Data records —
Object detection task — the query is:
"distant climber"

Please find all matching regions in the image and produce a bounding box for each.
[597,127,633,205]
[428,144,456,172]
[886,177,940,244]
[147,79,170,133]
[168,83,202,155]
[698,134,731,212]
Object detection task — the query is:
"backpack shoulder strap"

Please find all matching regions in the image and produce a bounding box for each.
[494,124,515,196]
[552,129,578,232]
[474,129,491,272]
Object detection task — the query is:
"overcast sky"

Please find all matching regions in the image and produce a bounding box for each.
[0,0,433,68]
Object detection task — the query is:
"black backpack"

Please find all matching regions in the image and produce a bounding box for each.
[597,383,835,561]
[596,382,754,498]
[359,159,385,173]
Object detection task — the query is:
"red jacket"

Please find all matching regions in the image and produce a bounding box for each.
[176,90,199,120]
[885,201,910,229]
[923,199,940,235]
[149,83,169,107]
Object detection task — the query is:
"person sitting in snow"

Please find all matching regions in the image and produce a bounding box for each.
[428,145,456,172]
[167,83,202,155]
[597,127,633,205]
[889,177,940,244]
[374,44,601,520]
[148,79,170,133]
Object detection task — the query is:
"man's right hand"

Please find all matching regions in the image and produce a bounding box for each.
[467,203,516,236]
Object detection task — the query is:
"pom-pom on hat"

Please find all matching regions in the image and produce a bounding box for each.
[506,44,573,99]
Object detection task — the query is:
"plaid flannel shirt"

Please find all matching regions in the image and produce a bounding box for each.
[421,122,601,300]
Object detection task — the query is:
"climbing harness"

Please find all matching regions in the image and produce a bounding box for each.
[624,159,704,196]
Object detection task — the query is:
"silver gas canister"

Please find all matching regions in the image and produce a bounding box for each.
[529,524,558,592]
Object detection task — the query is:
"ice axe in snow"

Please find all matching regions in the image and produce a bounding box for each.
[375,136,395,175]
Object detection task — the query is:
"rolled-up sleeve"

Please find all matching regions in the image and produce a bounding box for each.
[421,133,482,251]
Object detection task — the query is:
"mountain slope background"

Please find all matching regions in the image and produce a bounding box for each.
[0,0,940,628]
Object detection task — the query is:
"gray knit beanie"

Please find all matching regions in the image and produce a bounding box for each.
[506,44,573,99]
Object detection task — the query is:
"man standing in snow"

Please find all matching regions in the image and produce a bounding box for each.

Do this —
Please copy the data starting at its first line and ending at the line containing "[698,134,731,212]", swapping "climber" for "hiker" and leaving everything else unchanged.

Correct answer —
Object detection task — the query is:
"distant hiker"

Please find all matching regions in the image and produce a bounding box for each.
[597,127,633,205]
[428,144,456,172]
[886,177,940,244]
[147,79,170,133]
[168,83,202,155]
[698,134,731,212]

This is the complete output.